_Aim of the task_: Convert the lines below into a JSON list of strings, one string per line, skipping any blank lines and omitting the pictures.

[Saved data entries]
....................
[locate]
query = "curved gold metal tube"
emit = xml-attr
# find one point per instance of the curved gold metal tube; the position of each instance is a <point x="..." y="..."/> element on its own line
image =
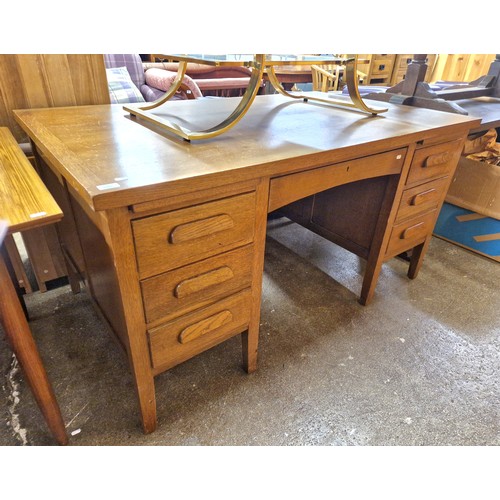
<point x="352" y="85"/>
<point x="273" y="79"/>
<point x="351" y="75"/>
....................
_Task result_:
[
  "[locate]",
  "query = \"curved gold metal tube\"",
  "emit = xml-attr",
  "# find one point per instance of the curved gold metal tube; the position of each instance is a <point x=\"...\" y=\"...\"/> element on its own line",
  "image =",
  "<point x=\"352\" y=\"85\"/>",
  "<point x=\"273\" y=\"79\"/>",
  "<point x=\"351\" y=\"75\"/>"
]